● Problem requirements
Return the entries below precisely, omitting nothing.

══════════════════════════════

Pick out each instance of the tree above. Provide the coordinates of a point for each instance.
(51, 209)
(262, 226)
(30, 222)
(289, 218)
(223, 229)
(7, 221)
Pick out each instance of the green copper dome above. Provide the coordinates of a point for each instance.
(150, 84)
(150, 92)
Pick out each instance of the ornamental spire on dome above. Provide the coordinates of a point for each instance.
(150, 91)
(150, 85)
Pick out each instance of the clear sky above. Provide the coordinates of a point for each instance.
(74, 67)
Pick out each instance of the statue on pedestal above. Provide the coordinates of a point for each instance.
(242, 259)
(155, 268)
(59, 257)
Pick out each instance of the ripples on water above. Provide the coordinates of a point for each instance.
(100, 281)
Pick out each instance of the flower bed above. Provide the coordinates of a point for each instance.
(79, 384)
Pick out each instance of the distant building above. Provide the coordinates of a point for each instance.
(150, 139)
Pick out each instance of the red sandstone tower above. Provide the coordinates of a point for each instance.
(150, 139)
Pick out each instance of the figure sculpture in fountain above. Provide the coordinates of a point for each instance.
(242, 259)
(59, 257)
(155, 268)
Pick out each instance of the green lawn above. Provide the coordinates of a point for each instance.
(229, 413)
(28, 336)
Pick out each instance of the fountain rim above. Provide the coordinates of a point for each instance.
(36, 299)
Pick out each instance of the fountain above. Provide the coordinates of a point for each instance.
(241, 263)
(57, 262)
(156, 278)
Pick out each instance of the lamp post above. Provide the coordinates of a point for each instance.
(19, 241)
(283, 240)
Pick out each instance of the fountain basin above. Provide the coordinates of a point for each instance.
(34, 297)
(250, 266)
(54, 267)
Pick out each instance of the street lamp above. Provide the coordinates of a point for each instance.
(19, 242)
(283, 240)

══════════════════════════════

● Your response
Pick out each instance of the tree above. Provide the coordinates of a point for each instance.
(51, 209)
(262, 226)
(30, 222)
(289, 218)
(223, 229)
(7, 221)
Pick out each instance of the green copper dome above. Provide the coordinates of a point for each instance.
(150, 84)
(150, 92)
Pick out each instance of the ornamental spire on dome above. Provide the coordinates of a point for each instance.
(150, 91)
(150, 85)
Pick out each instance of the clear sky above. Provide the coordinates of a point for each instance.
(74, 67)
Pick out each instance of the statue on pedestal above. Provide the coordinates of a point for each instance.
(242, 259)
(155, 268)
(59, 257)
Pick out each instance of the ripples on water above. Provide the coordinates of a point for each instance.
(100, 281)
Pick out each instance of the flower bed above. Provide the coordinates of a point for each instance.
(79, 384)
Pick out each instance of the distant building above. Provide the coordinates of a point for each instance.
(150, 139)
Pick out each instance of the red sandstone tower above. Provide the coordinates of a point for each instance.
(150, 139)
Pick out each instance of the figure sculpture in fountain above. Provide the coordinates of a point for each instance.
(242, 259)
(59, 257)
(155, 268)
Pick out each instance of the green lawn above. Provide the coordinates of a point for each instance.
(229, 413)
(28, 336)
Pick out each instance of the fountain rim above. Provide the coordinates of a point for each instance.
(36, 299)
Pick out each instance of the fountain above. Provide the coordinates of a point for each instance.
(241, 263)
(57, 262)
(156, 278)
Pick out each instance of the lamp post above. Provide the coordinates of a point for each instance.
(19, 241)
(283, 240)
Pick out each instance of the fountain basin above. Provide the coordinates of a point for each instance.
(34, 297)
(250, 266)
(54, 267)
Pick out each instance of the street lamp above. Provide the coordinates of a point for each instance.
(19, 242)
(283, 240)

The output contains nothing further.